WHAT THIS TASK INVOLVES. Copy out the entries below verbatim, only the stretch from the line containing "Q: For each instance of the helmet" through the line containing "x=79, y=172", including both of those lines.

[Point annotation data]
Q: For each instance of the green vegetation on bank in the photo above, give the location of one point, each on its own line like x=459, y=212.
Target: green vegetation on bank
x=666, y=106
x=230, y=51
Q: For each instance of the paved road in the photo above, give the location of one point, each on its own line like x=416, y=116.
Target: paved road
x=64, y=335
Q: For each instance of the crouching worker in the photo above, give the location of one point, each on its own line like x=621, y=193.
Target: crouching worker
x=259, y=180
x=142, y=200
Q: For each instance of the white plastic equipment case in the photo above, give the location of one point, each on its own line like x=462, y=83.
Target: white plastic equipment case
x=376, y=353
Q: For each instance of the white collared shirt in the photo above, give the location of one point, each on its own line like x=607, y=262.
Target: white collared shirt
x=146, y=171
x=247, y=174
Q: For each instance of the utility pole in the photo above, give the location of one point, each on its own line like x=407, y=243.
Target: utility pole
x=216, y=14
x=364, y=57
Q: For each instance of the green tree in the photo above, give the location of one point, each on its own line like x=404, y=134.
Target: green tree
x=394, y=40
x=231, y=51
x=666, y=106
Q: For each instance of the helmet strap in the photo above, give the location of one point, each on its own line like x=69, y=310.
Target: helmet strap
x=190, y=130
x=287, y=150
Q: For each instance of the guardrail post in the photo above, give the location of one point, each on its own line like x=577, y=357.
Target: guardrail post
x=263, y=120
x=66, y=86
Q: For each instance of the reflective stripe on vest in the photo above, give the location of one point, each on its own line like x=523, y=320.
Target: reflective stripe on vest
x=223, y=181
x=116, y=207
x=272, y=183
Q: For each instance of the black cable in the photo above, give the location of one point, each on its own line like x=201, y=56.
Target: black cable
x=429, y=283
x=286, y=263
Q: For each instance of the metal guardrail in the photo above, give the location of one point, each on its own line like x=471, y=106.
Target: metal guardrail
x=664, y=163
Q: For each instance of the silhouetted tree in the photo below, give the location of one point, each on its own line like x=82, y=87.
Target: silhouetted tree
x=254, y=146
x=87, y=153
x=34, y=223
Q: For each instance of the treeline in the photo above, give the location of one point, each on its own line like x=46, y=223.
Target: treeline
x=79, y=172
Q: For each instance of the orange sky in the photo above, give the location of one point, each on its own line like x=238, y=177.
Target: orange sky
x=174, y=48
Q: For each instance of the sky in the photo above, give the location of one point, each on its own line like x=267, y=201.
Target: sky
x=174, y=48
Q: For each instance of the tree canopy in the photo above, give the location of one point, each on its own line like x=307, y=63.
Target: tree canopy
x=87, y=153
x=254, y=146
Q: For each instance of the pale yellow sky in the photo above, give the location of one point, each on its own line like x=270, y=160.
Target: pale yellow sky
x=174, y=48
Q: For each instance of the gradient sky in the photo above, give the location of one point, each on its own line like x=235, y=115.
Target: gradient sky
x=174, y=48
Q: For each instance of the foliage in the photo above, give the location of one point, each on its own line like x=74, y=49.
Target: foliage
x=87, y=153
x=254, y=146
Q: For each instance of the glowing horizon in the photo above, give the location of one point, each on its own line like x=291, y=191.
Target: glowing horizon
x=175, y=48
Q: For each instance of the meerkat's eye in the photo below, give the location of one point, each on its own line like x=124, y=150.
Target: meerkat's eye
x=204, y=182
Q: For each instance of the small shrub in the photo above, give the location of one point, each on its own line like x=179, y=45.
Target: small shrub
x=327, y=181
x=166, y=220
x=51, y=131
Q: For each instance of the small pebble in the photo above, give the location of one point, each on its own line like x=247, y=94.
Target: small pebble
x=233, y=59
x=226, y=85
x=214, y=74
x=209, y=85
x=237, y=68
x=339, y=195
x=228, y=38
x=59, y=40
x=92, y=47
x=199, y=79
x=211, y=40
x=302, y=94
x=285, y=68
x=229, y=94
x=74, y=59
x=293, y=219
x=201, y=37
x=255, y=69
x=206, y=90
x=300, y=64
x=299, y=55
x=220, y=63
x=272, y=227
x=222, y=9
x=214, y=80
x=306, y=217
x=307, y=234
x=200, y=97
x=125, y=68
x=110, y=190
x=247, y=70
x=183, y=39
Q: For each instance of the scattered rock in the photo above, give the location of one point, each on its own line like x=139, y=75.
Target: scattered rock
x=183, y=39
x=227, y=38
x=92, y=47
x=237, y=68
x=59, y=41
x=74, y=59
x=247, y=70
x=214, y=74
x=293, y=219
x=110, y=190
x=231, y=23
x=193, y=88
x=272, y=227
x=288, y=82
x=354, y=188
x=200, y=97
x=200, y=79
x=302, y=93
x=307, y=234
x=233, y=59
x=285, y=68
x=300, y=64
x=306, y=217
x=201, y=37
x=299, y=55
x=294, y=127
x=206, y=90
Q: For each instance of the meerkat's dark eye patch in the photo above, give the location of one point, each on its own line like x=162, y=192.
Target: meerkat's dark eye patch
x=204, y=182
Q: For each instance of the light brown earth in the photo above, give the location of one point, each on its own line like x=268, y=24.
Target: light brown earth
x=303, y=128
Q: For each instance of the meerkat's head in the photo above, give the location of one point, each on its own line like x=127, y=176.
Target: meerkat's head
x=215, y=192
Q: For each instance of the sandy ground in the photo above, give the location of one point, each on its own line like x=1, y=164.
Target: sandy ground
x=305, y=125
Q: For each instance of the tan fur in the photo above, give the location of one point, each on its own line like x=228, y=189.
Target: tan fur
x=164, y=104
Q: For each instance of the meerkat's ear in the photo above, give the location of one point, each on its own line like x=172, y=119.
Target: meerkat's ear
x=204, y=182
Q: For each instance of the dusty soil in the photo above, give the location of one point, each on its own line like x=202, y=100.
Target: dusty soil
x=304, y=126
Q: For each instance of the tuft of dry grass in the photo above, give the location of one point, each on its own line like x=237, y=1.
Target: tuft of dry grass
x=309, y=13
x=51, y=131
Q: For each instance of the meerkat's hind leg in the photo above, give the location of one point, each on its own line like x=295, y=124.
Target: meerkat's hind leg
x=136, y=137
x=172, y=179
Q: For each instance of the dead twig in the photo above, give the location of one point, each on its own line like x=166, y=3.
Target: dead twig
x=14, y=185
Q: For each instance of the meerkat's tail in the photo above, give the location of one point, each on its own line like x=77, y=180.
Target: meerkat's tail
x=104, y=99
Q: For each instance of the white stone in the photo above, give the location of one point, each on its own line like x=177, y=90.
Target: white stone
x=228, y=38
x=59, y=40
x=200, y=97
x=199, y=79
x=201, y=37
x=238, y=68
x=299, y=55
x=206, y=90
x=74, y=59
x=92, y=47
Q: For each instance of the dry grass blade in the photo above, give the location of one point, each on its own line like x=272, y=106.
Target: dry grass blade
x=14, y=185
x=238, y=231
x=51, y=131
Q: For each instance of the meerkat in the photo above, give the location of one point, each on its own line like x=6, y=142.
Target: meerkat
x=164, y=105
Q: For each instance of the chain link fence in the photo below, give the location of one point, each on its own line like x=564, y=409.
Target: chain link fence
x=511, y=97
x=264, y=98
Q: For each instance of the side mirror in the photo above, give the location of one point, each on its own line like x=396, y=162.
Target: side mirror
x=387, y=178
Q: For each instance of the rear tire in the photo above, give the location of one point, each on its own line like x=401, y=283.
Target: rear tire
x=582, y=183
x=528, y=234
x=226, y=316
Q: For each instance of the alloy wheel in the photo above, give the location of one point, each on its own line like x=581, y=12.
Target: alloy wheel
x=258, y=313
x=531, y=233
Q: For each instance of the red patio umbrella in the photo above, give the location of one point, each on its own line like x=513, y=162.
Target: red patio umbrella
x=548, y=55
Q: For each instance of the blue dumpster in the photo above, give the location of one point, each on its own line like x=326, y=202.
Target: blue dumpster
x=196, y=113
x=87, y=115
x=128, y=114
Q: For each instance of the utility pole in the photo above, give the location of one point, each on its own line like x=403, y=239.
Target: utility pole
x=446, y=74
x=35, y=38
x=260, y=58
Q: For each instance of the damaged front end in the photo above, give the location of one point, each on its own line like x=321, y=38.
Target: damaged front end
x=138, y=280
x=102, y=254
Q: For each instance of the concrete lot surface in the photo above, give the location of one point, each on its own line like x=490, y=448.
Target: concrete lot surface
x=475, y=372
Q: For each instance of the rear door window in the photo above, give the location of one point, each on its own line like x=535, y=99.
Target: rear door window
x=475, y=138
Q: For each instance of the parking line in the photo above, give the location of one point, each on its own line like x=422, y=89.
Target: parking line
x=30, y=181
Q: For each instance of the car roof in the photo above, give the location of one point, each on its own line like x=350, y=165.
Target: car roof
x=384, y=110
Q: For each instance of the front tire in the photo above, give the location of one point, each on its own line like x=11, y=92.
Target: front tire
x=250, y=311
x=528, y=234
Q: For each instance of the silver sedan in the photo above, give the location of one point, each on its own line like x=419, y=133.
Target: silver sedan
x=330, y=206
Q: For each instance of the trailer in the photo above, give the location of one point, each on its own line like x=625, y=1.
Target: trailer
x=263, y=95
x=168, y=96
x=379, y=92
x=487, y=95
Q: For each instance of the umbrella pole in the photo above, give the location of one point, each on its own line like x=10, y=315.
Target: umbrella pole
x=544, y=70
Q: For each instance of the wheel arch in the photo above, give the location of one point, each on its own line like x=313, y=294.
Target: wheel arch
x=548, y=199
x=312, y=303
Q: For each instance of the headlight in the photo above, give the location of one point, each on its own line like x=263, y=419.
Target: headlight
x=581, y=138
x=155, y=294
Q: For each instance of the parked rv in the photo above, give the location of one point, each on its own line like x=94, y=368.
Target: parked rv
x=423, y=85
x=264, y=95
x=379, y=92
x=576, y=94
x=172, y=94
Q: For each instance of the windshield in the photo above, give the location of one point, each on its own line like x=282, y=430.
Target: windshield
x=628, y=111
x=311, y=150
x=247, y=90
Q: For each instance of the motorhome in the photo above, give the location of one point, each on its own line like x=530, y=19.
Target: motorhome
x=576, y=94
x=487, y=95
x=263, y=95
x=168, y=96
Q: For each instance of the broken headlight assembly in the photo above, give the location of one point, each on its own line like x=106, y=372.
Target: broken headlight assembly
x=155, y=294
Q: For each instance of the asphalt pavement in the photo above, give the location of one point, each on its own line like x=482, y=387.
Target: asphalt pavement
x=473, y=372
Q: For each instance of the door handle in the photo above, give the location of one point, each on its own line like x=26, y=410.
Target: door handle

SOLUTION TO THIS TASK.
Q: For each instance of the helmet strap in the photo above, give the location of one point, each on its own line like x=69, y=310.
Target: helmet strap
x=190, y=130
x=287, y=150
Q: For each instance of the guardrail post in the photo above, give the location of one point, each on its own line like x=577, y=357.
Target: guardrail post
x=263, y=120
x=66, y=86
Q: For each instance of the reflective stripe on vest in the photo above, give the location of one point, each on its own line like x=523, y=320.
Target: reflective stripe on vest
x=223, y=181
x=116, y=207
x=272, y=183
Q: For each instance of the black cable in the photo above, give the location of one point, each on its own line like x=201, y=56.
Target: black cable
x=429, y=283
x=286, y=263
Q: For each instance of the metal guardrail in the photo above, give the location of one point, each on its own line like x=471, y=106.
Target: metal guardrail
x=664, y=163
Q: For each instance of the silhouetted tree in the photo below, give the location of one point, each on its own line like x=82, y=87.
Target: silhouetted tree
x=254, y=146
x=87, y=153
x=34, y=223
Q: For each instance of the treeline in the photo above, give the location of one point, each on its own line like x=46, y=223.
Target: treeline
x=79, y=172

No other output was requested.